■ PROVIDED ENTRIES
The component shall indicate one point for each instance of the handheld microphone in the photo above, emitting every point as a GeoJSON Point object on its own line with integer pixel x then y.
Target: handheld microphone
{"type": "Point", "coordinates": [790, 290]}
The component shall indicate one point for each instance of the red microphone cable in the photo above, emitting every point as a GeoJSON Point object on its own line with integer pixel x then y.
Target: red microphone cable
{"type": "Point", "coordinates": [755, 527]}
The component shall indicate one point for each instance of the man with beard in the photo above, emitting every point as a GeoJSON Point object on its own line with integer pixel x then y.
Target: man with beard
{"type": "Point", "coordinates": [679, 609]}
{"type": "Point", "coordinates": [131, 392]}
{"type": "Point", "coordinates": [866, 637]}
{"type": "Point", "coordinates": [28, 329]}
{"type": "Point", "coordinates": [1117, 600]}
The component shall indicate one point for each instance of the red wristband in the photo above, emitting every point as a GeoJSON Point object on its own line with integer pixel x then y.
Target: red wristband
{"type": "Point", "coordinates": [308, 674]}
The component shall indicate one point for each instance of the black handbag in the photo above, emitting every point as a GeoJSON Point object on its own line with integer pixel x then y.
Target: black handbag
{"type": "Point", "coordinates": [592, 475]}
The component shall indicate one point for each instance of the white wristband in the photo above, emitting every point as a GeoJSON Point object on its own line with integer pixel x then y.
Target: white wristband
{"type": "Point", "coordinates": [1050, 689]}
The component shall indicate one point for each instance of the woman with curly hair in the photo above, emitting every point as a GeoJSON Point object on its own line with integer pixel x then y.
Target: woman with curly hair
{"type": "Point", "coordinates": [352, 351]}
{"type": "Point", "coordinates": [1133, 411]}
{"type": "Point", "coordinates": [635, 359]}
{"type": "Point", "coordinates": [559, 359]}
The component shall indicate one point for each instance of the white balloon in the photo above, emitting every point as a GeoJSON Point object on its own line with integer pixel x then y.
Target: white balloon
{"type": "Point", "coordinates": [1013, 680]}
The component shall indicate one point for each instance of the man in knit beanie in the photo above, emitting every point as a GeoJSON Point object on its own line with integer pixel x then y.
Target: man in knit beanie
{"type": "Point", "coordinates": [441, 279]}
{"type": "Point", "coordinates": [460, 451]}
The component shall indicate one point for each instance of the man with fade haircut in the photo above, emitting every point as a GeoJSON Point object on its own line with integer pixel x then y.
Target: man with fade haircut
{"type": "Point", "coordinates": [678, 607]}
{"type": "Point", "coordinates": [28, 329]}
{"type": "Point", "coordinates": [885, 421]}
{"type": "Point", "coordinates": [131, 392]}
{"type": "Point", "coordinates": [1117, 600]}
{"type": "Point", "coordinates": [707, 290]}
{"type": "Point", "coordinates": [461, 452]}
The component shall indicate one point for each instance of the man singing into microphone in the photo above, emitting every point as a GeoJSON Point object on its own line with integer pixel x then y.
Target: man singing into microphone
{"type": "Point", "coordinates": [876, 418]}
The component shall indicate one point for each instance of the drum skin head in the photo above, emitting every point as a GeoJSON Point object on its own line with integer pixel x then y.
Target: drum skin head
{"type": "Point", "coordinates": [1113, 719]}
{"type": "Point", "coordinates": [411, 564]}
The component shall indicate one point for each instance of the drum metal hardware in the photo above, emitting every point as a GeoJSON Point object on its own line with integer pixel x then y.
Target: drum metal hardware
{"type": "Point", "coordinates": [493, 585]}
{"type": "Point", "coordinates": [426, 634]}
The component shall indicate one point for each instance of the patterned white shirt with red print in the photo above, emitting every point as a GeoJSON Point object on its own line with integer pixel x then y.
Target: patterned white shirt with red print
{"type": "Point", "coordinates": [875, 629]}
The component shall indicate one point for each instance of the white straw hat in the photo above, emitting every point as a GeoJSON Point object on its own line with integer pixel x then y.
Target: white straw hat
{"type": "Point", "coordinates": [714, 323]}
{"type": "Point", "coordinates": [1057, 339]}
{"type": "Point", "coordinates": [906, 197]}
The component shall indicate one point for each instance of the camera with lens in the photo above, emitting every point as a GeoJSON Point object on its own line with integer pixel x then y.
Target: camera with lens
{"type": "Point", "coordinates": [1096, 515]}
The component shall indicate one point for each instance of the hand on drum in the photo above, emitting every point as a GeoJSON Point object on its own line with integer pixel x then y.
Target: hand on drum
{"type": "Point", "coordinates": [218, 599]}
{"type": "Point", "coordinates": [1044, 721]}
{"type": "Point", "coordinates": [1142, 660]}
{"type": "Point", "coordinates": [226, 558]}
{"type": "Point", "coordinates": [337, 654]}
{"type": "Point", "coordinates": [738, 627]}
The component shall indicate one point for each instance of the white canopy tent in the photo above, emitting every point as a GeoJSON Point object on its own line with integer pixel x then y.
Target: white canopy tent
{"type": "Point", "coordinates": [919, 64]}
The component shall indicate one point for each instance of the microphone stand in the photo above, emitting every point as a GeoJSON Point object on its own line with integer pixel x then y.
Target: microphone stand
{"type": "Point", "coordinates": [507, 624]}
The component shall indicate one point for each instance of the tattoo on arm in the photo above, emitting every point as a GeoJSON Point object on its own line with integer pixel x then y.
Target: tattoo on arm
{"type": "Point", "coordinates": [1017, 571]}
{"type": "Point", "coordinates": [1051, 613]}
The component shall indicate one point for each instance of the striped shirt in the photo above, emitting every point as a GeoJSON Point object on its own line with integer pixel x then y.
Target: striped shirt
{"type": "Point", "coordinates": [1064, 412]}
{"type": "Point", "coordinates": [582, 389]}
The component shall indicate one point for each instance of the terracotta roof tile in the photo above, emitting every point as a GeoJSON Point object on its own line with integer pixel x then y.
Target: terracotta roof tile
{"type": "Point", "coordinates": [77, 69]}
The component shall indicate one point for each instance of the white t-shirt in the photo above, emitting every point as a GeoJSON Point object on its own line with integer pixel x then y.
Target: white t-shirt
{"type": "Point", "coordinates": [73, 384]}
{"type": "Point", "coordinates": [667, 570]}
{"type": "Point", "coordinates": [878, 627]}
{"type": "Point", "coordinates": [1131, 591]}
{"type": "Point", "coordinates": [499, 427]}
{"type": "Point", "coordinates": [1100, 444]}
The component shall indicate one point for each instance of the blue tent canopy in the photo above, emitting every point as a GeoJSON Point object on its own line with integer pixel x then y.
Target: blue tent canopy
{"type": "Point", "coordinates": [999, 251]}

■ GOAL OF THE EXERCISE
Copy all of the material above, line for line, with no changes.

■ TASK ANSWER
The component shall indicate one point for each instance of the handheld microphone in the photo above, emitting every point as a GeoJSON Point object on its own line with integer pixel x then y.
Target: handheld microphone
{"type": "Point", "coordinates": [790, 290]}
The component shall indicate one point for each instance of the red microphone cable in the photo above, emitting every point as a GeoJSON Point object on its own line with integer pixel x then y.
Target: red microphone cable
{"type": "Point", "coordinates": [755, 527]}
The component shall indicate one point for each instance of the man with beard in the photo above, emitting every point as a GeoJSON Point object on its own line with integer pixel x then y.
Target: man with beard
{"type": "Point", "coordinates": [679, 609]}
{"type": "Point", "coordinates": [131, 392]}
{"type": "Point", "coordinates": [866, 637]}
{"type": "Point", "coordinates": [28, 329]}
{"type": "Point", "coordinates": [1117, 600]}
The component shall indicate one point for each instance of the red wristband in the photo above, emitting every point as a GeoJSON Point object on its own line with integer pixel x then y.
Target: red wristband
{"type": "Point", "coordinates": [308, 674]}
The component shall indicate one point for each instance of the black handbag in the photo above, emitting every point as a GeoJSON Point object on its own line with integer pixel x then y.
Target: black handbag
{"type": "Point", "coordinates": [592, 475]}
The component shall indicate one point for each instance of the white wristband in the photo above, emitting every point as a GeoJSON Point object on its own line with integer pixel x then y.
Target: white wristband
{"type": "Point", "coordinates": [1050, 689]}
The component shall indicate one point for each instance of the woman with curly hair in the photo above, emitting every point as a GeoJSON Point object on its own line with integer pixel x then y.
Target: woman with curly hair
{"type": "Point", "coordinates": [352, 351]}
{"type": "Point", "coordinates": [1133, 411]}
{"type": "Point", "coordinates": [635, 359]}
{"type": "Point", "coordinates": [559, 359]}
The component shall indicate one point for each instance of the white balloon in the photo above, emitting every point as a GeoJSON Point object on its own line with integer pixel x then y.
Target: white balloon
{"type": "Point", "coordinates": [1013, 680]}
The component shall indicate one point for each instance of the man in knit beanie in the photo above, emitting every point as a GeoJSON Point object on its own line with integer pixel x then y.
Target: man in knit beanie
{"type": "Point", "coordinates": [441, 279]}
{"type": "Point", "coordinates": [460, 451]}
The component shall indicate one point for each instance of the man with fade haircut in the photo above, emitting every point as a GeoJSON Point object on its own line with integer pixel x then y.
Target: man with fade haircut
{"type": "Point", "coordinates": [678, 607]}
{"type": "Point", "coordinates": [28, 329]}
{"type": "Point", "coordinates": [885, 421]}
{"type": "Point", "coordinates": [131, 392]}
{"type": "Point", "coordinates": [1117, 600]}
{"type": "Point", "coordinates": [707, 290]}
{"type": "Point", "coordinates": [461, 452]}
The component shall indicate one point for each instance of the man singing into microphone in the photo above, emitting every point as a GeoJSON Point object on its own line with integer pixel x then y.
Target: man singing into microphone
{"type": "Point", "coordinates": [876, 418]}
The component shall indicate one point for each instance of the drum skin head in the photo above, emitting every point as a GeoJSON Point object on its own line with integer pixel x then y.
Target: drum skin head
{"type": "Point", "coordinates": [1113, 719]}
{"type": "Point", "coordinates": [411, 564]}
The component shall indicate one point for each instance of the drum metal hardware in the photo above, emitting every point as a GeoJSON Point object on its own line with integer pixel x then y.
Target: drum metal hardware
{"type": "Point", "coordinates": [493, 585]}
{"type": "Point", "coordinates": [426, 634]}
The component shall indicate one point for each instance of the patterned white shirt with red print in the photo above, emitting every point as a GeoJSON Point object on its own line with integer pixel x then y.
Target: patterned white shirt with red print
{"type": "Point", "coordinates": [875, 629]}
The component shall indicate one point for each instance of the white straw hat in the photo above, emitting every point as a GeoJSON Point object on its own line with integer pixel x then y.
Target: white straw hat
{"type": "Point", "coordinates": [714, 323]}
{"type": "Point", "coordinates": [1057, 339]}
{"type": "Point", "coordinates": [906, 197]}
The component shall indicate one point for each instance of the camera with lens in the photo above, emitting every point as a GeoJSON Point object on its own line with integer pixel x then y.
Target: camera with lens
{"type": "Point", "coordinates": [1096, 515]}
The component shall indicate one point for each instance of the hand on drum in the photo above, emitting every point as a GeoJSON Point object on its own line with integer pixel x then y.
Target: hand on drum
{"type": "Point", "coordinates": [218, 599]}
{"type": "Point", "coordinates": [1044, 721]}
{"type": "Point", "coordinates": [1142, 660]}
{"type": "Point", "coordinates": [226, 558]}
{"type": "Point", "coordinates": [337, 654]}
{"type": "Point", "coordinates": [738, 627]}
The component shall indicate one point for each instance of the white canopy tent in the photo above, emitting every point as a GeoJSON Point object on its own line with integer pixel x then y.
Target: white canopy tent
{"type": "Point", "coordinates": [919, 64]}
The component shall indicate one point for each instance of the microphone stand in the photo above, emitting every point as a GeoJSON Point object on its own line with integer pixel x then y.
Target: microphone stand
{"type": "Point", "coordinates": [507, 624]}
The component shall indicate one point for each instance of the tattoo on arm in the photo above, emitting every point as a GeoJSON Point object on its own line with integer pixel x then y.
Target: tattoo on arm
{"type": "Point", "coordinates": [1017, 571]}
{"type": "Point", "coordinates": [1051, 613]}
The component shall indicate one point for each instance of the striped shirt in the photo above, emitting every point as a GeoJSON Point object on its own line with integer pixel x then y.
Target: striped shirt
{"type": "Point", "coordinates": [1064, 412]}
{"type": "Point", "coordinates": [582, 389]}
The component shall indicate one point for each instance of the terracotta roof tile in the photo above, emitting every point as a GeoJSON Point object on its own line with integer pixel x then y.
Target: terracotta roof tile
{"type": "Point", "coordinates": [77, 69]}
The component shall indicate one point for each instance of the white t-shirt in the photo above, emitting every point as a GeoJSON Point object on its own line with integer pixel x then y.
Target: white t-shirt
{"type": "Point", "coordinates": [73, 384]}
{"type": "Point", "coordinates": [667, 570]}
{"type": "Point", "coordinates": [878, 627]}
{"type": "Point", "coordinates": [1131, 591]}
{"type": "Point", "coordinates": [499, 427]}
{"type": "Point", "coordinates": [1100, 444]}
The component shall indicate one point for each instance of the blue tent canopy in the photo above, emitting every point as a GeoJSON Point object on its own line with integer pixel x then y.
Target: blue tent canopy
{"type": "Point", "coordinates": [999, 251]}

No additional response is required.